Regeneron Pharmaceuticals’ speedy turnaround on the REGN-COV2 antibody cocktail is only marginally less impressive than BioNtech’s (along with Pfizer) fast pivot from cancer therapy to mRNA COVID-19 vaccine. And these are just a few of the solutions we’ll see through 2021, at a pace shattering all previous records by several years.
The recent IPOs of AbCellera Biologics and Certara are ample evidence that Biotech is primed to make even more waves in the new year.
Medtech seems similarly poised to confound expectation, not just in device development and production but in more disruptive ways as well. The MIT Open Voice Medicine project has seen early success using an AI-based app to detect COVID-19 infection from the sound of a person’s cough. This is driving sector interest in the broader possibilities of AI-assisted cough analysis.
Even as we achieve records in treatment, prevention and detection research, seeing those reflected in widespread real-world benefits will still be a challenge. Manufacturing, distribution and deployment all have hurdles to overcome, on a purely logistical level.
Jockeying for access to vaccines and treatments between countries, and even between states or provinces, will need to be addressed carefully on the private sector side — balancing expectations, being clear about achievable targets, and access equity.
Countering misinformation and distrust of science will be a greater hurdle than any of us would care to accept. Overcoming research timelines, bureaucratic bottlenecks and logistical roadblocks can only take us as far as that last critical mile to the patient. Building trust with those who — irrationally or otherwise — won’t accept treatment is going to be an ongoing mission for the healthcare and life sciences sector.
Acknowledging the weaknesses that pandemic exposed in our healthcare systems is just the first step. Leading from the front is going to be imperative in the coming years. If government deadlock and institutional heel-dragging binds the gears of progress, people will look to the private sector for the ingenuity and initiative to drive substantive solutions in areas like elder care (both home care and long-term care), telemedicine, public health access, preventative medicine, physician interaction, and a more patient-centred path to financialization.
The pandemic has created a humanitarian crisis unprecedented in our lifetimes, one that will be felt generationally. It’s tempting to want to use any short-term successes to push for a return to normalcy. But “normalcy” itself is a concept under scrutiny. Returning to a pre-COVID status quo is no longer desirable or advisable.
=======
» **Assignment A**
Reproduce the healthcare outlook text from "Regeneron Pharmaceuticals’ speedy" to "AI-assisted cough analysis." without changing a word.
» **Assignment B**
Render this sentence from the healthcare outlook text in Spanish: "Leading from the front is going to be imperative in the coming years."
=======
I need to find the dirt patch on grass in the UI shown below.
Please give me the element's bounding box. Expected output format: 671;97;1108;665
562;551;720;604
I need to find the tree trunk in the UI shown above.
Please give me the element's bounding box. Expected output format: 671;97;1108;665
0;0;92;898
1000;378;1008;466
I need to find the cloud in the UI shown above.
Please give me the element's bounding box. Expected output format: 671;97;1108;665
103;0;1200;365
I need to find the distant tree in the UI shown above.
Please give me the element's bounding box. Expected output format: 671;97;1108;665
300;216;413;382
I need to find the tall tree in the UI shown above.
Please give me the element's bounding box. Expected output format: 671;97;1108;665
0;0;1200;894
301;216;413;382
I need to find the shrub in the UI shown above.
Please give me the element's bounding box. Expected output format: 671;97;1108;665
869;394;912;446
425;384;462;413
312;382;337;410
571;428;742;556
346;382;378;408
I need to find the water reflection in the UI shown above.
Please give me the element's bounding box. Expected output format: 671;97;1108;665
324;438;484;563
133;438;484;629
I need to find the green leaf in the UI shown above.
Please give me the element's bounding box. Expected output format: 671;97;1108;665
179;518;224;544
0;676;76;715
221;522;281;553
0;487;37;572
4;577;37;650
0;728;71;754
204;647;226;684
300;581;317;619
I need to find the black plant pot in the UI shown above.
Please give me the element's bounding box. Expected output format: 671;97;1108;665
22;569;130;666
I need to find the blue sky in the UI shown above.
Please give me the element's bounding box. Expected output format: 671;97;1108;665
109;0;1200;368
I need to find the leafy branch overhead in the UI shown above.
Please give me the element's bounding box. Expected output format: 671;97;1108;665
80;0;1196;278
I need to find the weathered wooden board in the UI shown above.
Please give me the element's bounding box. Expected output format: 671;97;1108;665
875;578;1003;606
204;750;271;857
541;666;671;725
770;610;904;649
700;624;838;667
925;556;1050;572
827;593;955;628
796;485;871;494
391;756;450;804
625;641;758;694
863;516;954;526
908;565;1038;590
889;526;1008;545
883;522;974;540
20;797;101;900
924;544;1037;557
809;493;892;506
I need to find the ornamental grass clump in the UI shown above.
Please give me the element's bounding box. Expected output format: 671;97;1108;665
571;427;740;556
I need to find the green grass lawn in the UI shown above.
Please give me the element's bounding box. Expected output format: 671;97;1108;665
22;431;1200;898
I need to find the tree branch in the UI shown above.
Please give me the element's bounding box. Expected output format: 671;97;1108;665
=======
» **Result A**
Regeneron Pharmaceuticals’ speedy turnaround on the REGN-COV2 antibody cocktail is only marginally less impressive than BioNtech’s (along with Pfizer) fast pivot from cancer therapy to mRNA COVID-19 vaccine. And these are just a few of the solutions we’ll see through 2021, at a pace shattering all previous records by several years.
The recent IPOs of AbCellera Biologics and Certara are ample evidence that Biotech is primed to make even more waves in the new year.
Medtech seems similarly poised to confound expectation, not just in device development and production but in more disruptive ways as well. The MIT Open Voice Medicine project has seen early success using an AI-based app to detect COVID-19 infection from the sound of a person’s cough. This is driving sector interest in the broader possibilities of AI-assisted cough analysis.

» **Result B**
Liderar desde el frente será imprescindible en los próximos años.